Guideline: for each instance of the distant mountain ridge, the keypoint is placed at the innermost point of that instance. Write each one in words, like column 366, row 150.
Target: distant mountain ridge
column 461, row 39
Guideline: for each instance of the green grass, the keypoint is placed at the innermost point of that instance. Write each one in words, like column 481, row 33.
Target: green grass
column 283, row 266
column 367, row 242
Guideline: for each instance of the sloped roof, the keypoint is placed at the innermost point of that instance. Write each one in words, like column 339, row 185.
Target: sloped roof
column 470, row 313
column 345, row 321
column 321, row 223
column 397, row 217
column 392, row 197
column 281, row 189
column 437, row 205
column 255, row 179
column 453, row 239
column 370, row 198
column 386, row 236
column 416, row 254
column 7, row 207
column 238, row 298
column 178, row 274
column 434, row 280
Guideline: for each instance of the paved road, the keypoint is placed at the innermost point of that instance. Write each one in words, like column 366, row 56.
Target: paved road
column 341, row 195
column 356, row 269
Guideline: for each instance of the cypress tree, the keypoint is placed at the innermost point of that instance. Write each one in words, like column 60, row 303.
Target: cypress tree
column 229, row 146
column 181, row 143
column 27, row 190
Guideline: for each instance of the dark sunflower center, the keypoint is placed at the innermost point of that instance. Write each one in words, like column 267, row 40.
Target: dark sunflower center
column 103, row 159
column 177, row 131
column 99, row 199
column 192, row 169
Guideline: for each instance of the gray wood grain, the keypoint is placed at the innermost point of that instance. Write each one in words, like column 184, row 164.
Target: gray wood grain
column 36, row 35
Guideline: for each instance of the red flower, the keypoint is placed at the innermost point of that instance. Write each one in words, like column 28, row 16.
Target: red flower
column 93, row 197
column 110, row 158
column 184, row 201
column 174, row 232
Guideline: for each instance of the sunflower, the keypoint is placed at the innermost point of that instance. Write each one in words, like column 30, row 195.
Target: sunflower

- **Task statement**: Look above for the line containing "Guideline: for each instance of the paved" and the line containing "Guideline: for each instance of the dark". Transcribe both, with the lines between them, exactly.

- **Response area**:
Guideline: for each instance of the paved road, the keypoint is placed at the innermost point of that instance. Write each one in words, like column 366, row 56.
Target: paved road
column 341, row 195
column 356, row 269
Guideline: for each instance of the cypress tree, the keypoint is placed at the innermost point of that instance. Write each one in words, like column 60, row 303.
Target: cypress tree
column 229, row 146
column 181, row 143
column 27, row 190
Guideline: for each instance of the dark sunflower center, the keypoint is placed at the innermost point of that instance. Write each one in words, like column 267, row 40.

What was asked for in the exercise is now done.